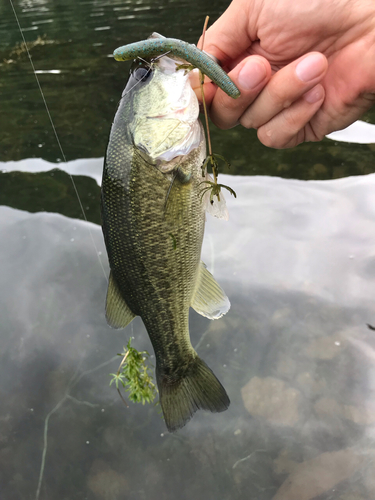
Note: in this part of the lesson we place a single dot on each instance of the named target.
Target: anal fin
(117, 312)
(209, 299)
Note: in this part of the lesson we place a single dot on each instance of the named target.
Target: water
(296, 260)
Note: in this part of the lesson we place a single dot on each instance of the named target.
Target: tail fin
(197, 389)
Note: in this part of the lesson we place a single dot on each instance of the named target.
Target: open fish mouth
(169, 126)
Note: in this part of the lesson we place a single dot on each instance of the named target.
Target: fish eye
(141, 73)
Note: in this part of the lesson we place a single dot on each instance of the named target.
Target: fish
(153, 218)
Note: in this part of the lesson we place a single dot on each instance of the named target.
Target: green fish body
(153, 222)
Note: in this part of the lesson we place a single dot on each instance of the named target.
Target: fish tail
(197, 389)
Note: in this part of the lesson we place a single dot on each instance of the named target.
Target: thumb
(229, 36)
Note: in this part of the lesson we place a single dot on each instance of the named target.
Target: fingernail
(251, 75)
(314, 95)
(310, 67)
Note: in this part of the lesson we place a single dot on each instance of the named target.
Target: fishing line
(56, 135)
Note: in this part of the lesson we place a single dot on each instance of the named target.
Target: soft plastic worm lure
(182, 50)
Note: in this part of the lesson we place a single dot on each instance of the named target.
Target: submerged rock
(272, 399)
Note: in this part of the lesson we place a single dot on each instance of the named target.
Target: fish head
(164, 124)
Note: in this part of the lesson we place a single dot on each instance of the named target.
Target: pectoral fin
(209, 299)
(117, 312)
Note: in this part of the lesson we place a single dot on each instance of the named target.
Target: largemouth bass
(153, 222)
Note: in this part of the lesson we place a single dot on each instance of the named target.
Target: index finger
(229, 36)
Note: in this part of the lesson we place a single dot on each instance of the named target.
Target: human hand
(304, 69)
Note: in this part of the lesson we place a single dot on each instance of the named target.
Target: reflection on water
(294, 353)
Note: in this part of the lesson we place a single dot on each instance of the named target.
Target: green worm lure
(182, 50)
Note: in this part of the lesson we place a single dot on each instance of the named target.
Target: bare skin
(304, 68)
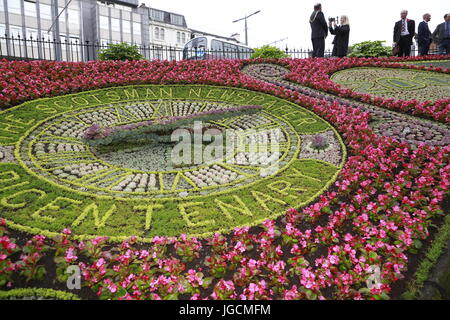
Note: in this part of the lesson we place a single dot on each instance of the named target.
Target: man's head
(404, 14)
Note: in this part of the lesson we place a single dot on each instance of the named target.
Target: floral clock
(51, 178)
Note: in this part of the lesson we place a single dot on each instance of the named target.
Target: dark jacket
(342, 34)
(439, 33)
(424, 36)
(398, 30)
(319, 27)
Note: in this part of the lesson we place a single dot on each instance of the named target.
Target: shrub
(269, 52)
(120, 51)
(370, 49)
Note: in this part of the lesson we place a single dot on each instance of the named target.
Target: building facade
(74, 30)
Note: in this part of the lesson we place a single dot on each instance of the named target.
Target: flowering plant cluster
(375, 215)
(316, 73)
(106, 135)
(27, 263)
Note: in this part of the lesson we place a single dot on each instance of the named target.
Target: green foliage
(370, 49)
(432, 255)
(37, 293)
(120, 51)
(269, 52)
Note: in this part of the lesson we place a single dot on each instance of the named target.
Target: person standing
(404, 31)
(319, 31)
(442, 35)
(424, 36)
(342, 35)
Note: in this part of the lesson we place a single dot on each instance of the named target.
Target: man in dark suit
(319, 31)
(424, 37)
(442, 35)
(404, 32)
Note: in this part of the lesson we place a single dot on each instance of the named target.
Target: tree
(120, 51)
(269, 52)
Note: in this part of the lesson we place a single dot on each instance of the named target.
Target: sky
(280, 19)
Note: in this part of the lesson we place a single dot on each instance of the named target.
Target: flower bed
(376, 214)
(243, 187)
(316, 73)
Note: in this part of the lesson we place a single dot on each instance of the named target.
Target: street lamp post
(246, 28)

What you are asked to do
From the first record above to the last, output each one exactly and omit the pictures.

Response box
Note: in this part of the lesson we place a single dot on each instance of the named target.
Target: anal fin
(117, 312)
(209, 299)
Note: in this part of the lesson we place a single dot on each instance of the named target.
Target: water
(296, 260)
Note: in this part of the lesson we place a single dot on each instance of the named target.
Target: tail fin
(197, 389)
Note: in this part of the lesson we place a single dot on each instance of the named target.
Target: open fish mouth
(169, 126)
Note: in this part of the lesson we place a single dot on each instance of the named target.
Target: fish eye
(141, 73)
Note: in this part of the lesson we place a single dot on each instance of the named target.
Target: fish
(153, 218)
Note: in this part of the lesson we place a single dot on each instance of the named target.
Target: green fish body
(153, 222)
Note: in this part of the lesson we place a single dot on each instance of the named target.
Target: fish tail
(197, 389)
Note: in this part of the lesson we place a single dot on each instance of the named target.
Target: thumb
(229, 36)
Note: in this part of the lesson we place a single dot on each instance of the named target.
Target: fingernail
(251, 75)
(314, 95)
(310, 67)
Note: in this part of the lesson we place a single dot on each instance of the named target.
Target: fishing line
(56, 135)
Note: in this part of the lesson we place a single dot on each instance of the named target.
Target: soft plastic worm lure
(182, 50)
Note: in this part of the lesson we place a single dot on each instance of the named target.
Target: submerged rock
(272, 399)
Note: in this part of the lesson we place a single dot on each instance of the named target.
Target: fish head
(164, 124)
Note: in this part of the lesson we place a single dot on each instance of the named target.
Target: pectoral fin
(209, 299)
(117, 312)
Note: in this part of the lesson we place a single dot on each instance of the named target.
Target: largemouth bass
(153, 222)
Note: in this part of the lesson we place a single dot on each instance of the named target.
Target: index finger
(229, 36)
Note: in this part of the lesson we place a single dot on each instance of the named target.
Target: human hand
(304, 69)
Note: in this part of the lesson we place a single dot on each instance of the named target.
Target: reflection on water
(294, 353)
Note: in this part of the lesson we place a single dot on each instance of the named target.
Target: green worm lure
(182, 50)
Note: in this part of the lesson we place a single dot on each instance of the named target.
Target: bare skin
(304, 68)
Note: in this part of the lesson we place a single dot on each instance of the named target.
Target: man's head
(404, 14)
Note: in this part of the lesson we place a single dot on each instance of the named target.
Target: floral clock
(51, 178)
Note: in this part of the lesson we place a single dot on each instance of the named target.
Target: dark jacket
(342, 34)
(439, 33)
(424, 36)
(398, 30)
(319, 27)
Note: in this part of the lesson we place a single dot on each instance of the named target.
Target: shrub
(269, 52)
(120, 51)
(370, 49)
Note: in this part of the lesson we place a single dot on each instance of the named target.
Target: building facade
(74, 30)
Note: in this part of the lesson we place a single dot on each instance of the named target.
Target: flowering plant cluster
(375, 215)
(316, 73)
(106, 135)
(27, 263)
Note: in this part of the lesson we place a single dot on each instance of the named target.
Target: green foliage
(370, 49)
(432, 255)
(37, 293)
(120, 51)
(269, 52)
Note: in this part of the lesson we place a single dot on each instance of the named target.
Target: person standing
(404, 31)
(319, 31)
(442, 35)
(424, 36)
(342, 35)
Note: in this part of the lesson we place a single dot on each instance of the named target.
Target: man in dark suit
(319, 31)
(424, 37)
(442, 35)
(404, 32)
Note: in this part of the lesson we place a single dot on each instance of the named target.
Target: tree
(120, 51)
(269, 52)
Note: in this part of the lesson we place a single dot on each instance of the named target.
Target: sky
(280, 19)
Note: in this part of the lesson we place a single dot on each instance of the named target.
Target: flower bed
(376, 214)
(243, 187)
(316, 73)
Note: in this part of the lesson we place a single dot on each instance of the named target.
Target: street lamp post
(246, 28)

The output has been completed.